> _Written request_
Reproduce the records from the line containing "If you could identify the high-waisted" through their end, requests included, and raise every x and y coordinate in the answers by 41.

(Extracted data entries)
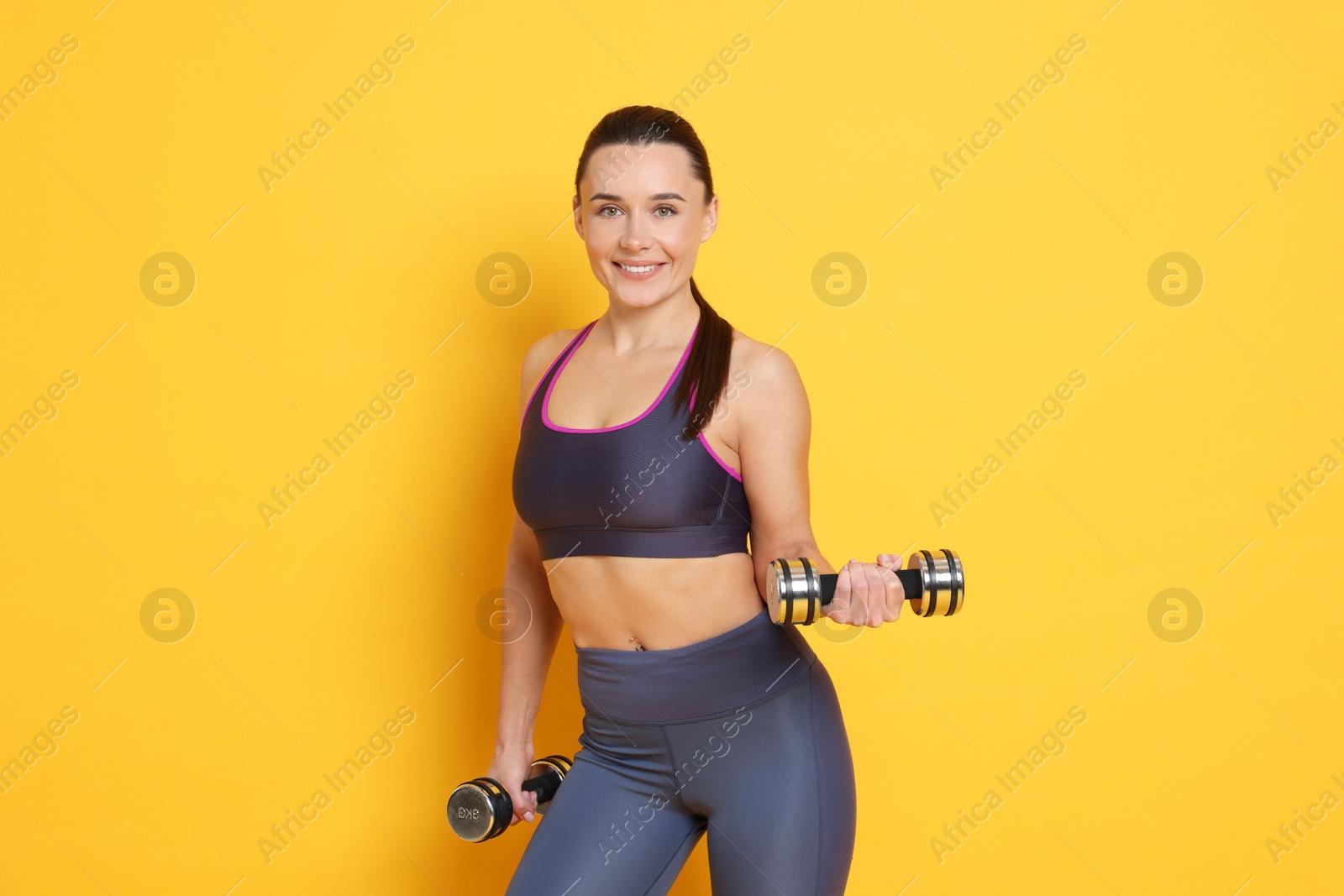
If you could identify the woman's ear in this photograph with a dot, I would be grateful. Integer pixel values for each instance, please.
(711, 217)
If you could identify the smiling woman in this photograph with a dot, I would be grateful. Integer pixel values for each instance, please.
(663, 600)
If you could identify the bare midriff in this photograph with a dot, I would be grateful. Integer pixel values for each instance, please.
(652, 604)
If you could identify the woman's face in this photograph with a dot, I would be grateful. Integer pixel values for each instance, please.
(642, 208)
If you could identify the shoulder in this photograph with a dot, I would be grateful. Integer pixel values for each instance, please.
(539, 358)
(543, 352)
(765, 385)
(764, 364)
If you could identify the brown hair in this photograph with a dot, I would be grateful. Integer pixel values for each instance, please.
(707, 367)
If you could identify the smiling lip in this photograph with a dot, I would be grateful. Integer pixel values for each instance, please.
(644, 275)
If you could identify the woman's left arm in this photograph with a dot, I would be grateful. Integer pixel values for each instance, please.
(774, 432)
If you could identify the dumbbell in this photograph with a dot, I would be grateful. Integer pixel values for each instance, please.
(481, 808)
(934, 584)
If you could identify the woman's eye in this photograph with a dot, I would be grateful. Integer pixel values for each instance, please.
(660, 208)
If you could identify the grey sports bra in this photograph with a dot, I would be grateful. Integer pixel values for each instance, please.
(636, 490)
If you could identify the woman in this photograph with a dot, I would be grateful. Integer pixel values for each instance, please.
(636, 490)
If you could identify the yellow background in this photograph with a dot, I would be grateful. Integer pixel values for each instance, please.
(312, 296)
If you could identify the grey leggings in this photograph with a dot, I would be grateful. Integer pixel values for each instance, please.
(738, 736)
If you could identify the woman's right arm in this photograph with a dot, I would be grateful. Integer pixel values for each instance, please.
(530, 629)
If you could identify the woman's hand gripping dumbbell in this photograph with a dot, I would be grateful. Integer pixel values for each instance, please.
(483, 808)
(799, 594)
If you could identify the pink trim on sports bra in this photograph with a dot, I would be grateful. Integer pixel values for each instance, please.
(546, 401)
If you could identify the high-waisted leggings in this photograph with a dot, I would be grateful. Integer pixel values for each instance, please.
(738, 736)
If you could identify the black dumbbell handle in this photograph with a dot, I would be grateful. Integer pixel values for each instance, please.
(544, 785)
(911, 580)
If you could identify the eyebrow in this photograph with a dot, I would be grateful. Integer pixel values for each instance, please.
(615, 197)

> _Answer for the task_
If you could identify the high-waisted leggings in this photograph with a dot, I would be grateful. Integer pixel values for each instance, please.
(779, 777)
If you could identify the black dumbbell handle in this photograph with a dot, I would be grateful. Integer pixel values for each instance, please.
(585, 826)
(952, 621)
If you could identify the eyebrow in this photograph with a dot, I would be grateful. Integer pixel values for each instance, please.
(656, 238)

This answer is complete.